━━━ INFORMATION SUPPLIED

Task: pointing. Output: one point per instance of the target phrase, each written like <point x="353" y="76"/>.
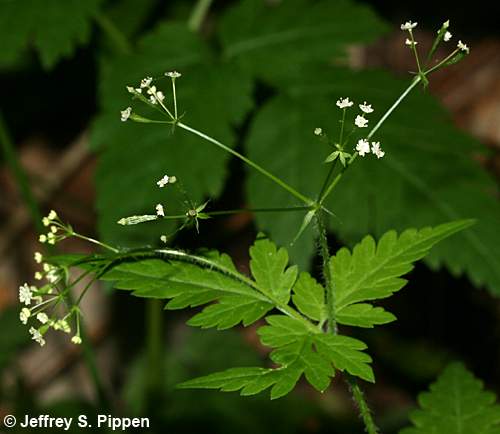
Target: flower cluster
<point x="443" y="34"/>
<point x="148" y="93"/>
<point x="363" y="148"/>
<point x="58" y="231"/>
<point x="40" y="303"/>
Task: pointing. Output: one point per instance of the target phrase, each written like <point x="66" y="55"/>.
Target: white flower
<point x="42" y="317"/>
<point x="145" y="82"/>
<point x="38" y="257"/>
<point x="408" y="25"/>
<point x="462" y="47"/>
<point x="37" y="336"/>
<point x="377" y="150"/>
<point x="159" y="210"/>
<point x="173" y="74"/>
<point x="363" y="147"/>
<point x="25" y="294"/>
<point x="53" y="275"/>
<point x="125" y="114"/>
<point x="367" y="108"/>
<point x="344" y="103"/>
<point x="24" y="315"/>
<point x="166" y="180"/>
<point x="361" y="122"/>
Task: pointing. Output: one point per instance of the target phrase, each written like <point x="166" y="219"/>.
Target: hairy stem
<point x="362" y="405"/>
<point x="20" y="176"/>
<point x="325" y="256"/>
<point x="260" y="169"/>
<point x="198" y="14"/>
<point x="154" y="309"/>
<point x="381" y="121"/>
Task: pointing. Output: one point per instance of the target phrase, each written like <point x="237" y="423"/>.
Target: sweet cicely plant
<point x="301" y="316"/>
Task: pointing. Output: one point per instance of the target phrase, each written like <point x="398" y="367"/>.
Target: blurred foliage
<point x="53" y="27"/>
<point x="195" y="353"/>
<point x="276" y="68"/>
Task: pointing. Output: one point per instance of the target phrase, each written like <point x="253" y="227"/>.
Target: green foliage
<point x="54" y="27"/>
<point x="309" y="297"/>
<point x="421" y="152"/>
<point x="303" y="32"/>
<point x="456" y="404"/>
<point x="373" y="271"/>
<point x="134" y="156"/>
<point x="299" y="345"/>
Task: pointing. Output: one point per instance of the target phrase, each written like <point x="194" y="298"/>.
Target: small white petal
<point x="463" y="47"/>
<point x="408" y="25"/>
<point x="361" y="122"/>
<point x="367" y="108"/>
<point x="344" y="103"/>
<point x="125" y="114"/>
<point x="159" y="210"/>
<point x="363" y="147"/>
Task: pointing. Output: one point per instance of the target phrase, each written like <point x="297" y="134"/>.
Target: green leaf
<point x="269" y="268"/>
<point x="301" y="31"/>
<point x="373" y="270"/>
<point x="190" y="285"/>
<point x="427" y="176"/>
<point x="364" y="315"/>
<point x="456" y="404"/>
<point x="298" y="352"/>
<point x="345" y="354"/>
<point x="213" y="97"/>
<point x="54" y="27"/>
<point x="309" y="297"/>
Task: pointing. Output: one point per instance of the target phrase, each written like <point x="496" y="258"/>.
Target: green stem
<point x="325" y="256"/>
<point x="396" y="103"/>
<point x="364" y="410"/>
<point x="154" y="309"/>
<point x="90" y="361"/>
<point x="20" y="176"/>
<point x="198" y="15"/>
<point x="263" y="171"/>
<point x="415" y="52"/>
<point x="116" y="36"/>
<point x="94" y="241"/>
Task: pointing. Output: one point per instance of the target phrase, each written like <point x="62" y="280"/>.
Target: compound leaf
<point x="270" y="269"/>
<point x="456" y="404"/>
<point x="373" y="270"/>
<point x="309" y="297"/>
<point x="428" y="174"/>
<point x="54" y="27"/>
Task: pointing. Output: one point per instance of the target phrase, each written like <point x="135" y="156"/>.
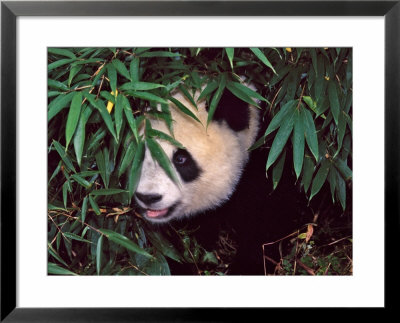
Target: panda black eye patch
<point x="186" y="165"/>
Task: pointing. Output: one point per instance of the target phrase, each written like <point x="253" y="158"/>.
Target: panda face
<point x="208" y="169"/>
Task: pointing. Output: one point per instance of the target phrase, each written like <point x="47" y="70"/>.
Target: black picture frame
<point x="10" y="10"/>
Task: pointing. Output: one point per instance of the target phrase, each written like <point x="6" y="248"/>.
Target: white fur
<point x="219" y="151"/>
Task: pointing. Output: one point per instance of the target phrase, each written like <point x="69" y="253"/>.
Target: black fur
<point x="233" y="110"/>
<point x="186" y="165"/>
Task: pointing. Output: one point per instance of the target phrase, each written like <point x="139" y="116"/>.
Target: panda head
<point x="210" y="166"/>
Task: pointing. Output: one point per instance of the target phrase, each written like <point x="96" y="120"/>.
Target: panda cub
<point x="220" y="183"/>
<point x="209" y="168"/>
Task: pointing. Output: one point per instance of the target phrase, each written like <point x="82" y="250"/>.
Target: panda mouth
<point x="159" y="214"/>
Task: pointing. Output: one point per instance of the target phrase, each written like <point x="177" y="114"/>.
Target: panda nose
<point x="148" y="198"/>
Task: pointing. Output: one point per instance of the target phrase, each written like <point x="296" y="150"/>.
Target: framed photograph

━━━━━━

• _EXERCISE_:
The records above must be echoed exactly, minus their pictures.

• _EXPECTED ANSWER_:
Task: pointing. Output: one point per instance of the target phrase, each written like <point x="353" y="76"/>.
Target: flower cluster
<point x="443" y="34"/>
<point x="148" y="93"/>
<point x="363" y="148"/>
<point x="58" y="231"/>
<point x="40" y="303"/>
Task: pointing. Output: one point per instance of the target phrase, each written like <point x="66" y="55"/>.
Target: white flower
<point x="42" y="317"/>
<point x="145" y="82"/>
<point x="38" y="257"/>
<point x="408" y="25"/>
<point x="462" y="47"/>
<point x="37" y="336"/>
<point x="377" y="150"/>
<point x="159" y="210"/>
<point x="173" y="74"/>
<point x="363" y="147"/>
<point x="25" y="294"/>
<point x="53" y="275"/>
<point x="125" y="114"/>
<point x="367" y="108"/>
<point x="344" y="103"/>
<point x="24" y="315"/>
<point x="166" y="180"/>
<point x="361" y="122"/>
Task: pointing. Output: one point per instance of the target phrase, each written like <point x="166" y="219"/>.
Target: hairy stem
<point x="362" y="405"/>
<point x="20" y="176"/>
<point x="325" y="256"/>
<point x="260" y="169"/>
<point x="198" y="14"/>
<point x="154" y="309"/>
<point x="381" y="121"/>
Task: pointing. Output: one point per instance of the target phrase, each written like <point x="237" y="423"/>.
Target: sweet cicely plant
<point x="301" y="316"/>
Task: pointing. Output: one point per instance of the target phrase, each written like <point x="398" y="367"/>.
Target: blurred foliage
<point x="53" y="27"/>
<point x="195" y="353"/>
<point x="276" y="68"/>
Task: pointing. Output: one point per instance of the target phrase, each written like <point x="253" y="227"/>.
Target: green foliage
<point x="54" y="27"/>
<point x="309" y="297"/>
<point x="421" y="152"/>
<point x="303" y="32"/>
<point x="456" y="404"/>
<point x="373" y="271"/>
<point x="134" y="156"/>
<point x="299" y="345"/>
Task: pointing. Output: one point per instance of the target phrase, each written like <point x="194" y="298"/>.
Target: small white petal
<point x="463" y="47"/>
<point x="408" y="25"/>
<point x="361" y="122"/>
<point x="367" y="108"/>
<point x="344" y="103"/>
<point x="125" y="114"/>
<point x="159" y="210"/>
<point x="363" y="147"/>
Task: pointing. Output: one point per instance of the target phrase, each written like <point x="297" y="134"/>.
Target: green leaf
<point x="269" y="268"/>
<point x="301" y="31"/>
<point x="373" y="270"/>
<point x="190" y="285"/>
<point x="427" y="176"/>
<point x="364" y="315"/>
<point x="456" y="404"/>
<point x="298" y="352"/>
<point x="345" y="354"/>
<point x="213" y="97"/>
<point x="54" y="27"/>
<point x="309" y="297"/>
Task: pointing. Output: one point per instance of the target phrase, each written like <point x="496" y="258"/>.
Target: green stem
<point x="325" y="256"/>
<point x="396" y="103"/>
<point x="364" y="410"/>
<point x="154" y="309"/>
<point x="90" y="361"/>
<point x="20" y="176"/>
<point x="198" y="15"/>
<point x="263" y="171"/>
<point x="415" y="52"/>
<point x="116" y="36"/>
<point x="94" y="241"/>
Task: pointing. Output: one point per instance of the target phrase, each written like <point x="62" y="280"/>.
Target: compound leaf
<point x="270" y="269"/>
<point x="456" y="404"/>
<point x="373" y="270"/>
<point x="309" y="297"/>
<point x="428" y="174"/>
<point x="54" y="27"/>
Task: pointing. Output: one point per instance of the target phrase, each written like <point x="135" y="156"/>.
Target: panda black eye patch
<point x="186" y="165"/>
Task: pointing. Output: one point per instance of the target phrase, each written like <point x="253" y="158"/>.
Target: panda face
<point x="208" y="169"/>
Task: pointing. Output: one point per instance of the target phrase, each written like <point x="47" y="70"/>.
Target: black picture frame
<point x="10" y="10"/>
Task: pointing. Output: one point per instance of the target phrase, each written like <point x="6" y="248"/>.
Target: white fur
<point x="219" y="151"/>
Task: pointing. Output: one point per instance of the target phrase, each written like <point x="69" y="253"/>.
Target: black fur
<point x="233" y="110"/>
<point x="186" y="165"/>
Task: pointing. Output: one point per instance of the target phrase, each written like <point x="139" y="116"/>.
Target: panda head
<point x="210" y="166"/>
Task: pointing. Output: one point per instance of the target phrase, each written like <point x="96" y="120"/>.
Target: panda cub
<point x="220" y="183"/>
<point x="209" y="168"/>
Task: pointing. Output: one point per instance of the target phrase, each written like <point x="82" y="250"/>.
Target: panda mouth
<point x="159" y="214"/>
Task: pointing. Output: one point per instance of the target phrase, each written like <point x="177" y="114"/>.
Target: panda nose
<point x="148" y="198"/>
Task: pointing. Output: one point per instance of the target phrase, each written like <point x="296" y="150"/>.
Target: framed photograph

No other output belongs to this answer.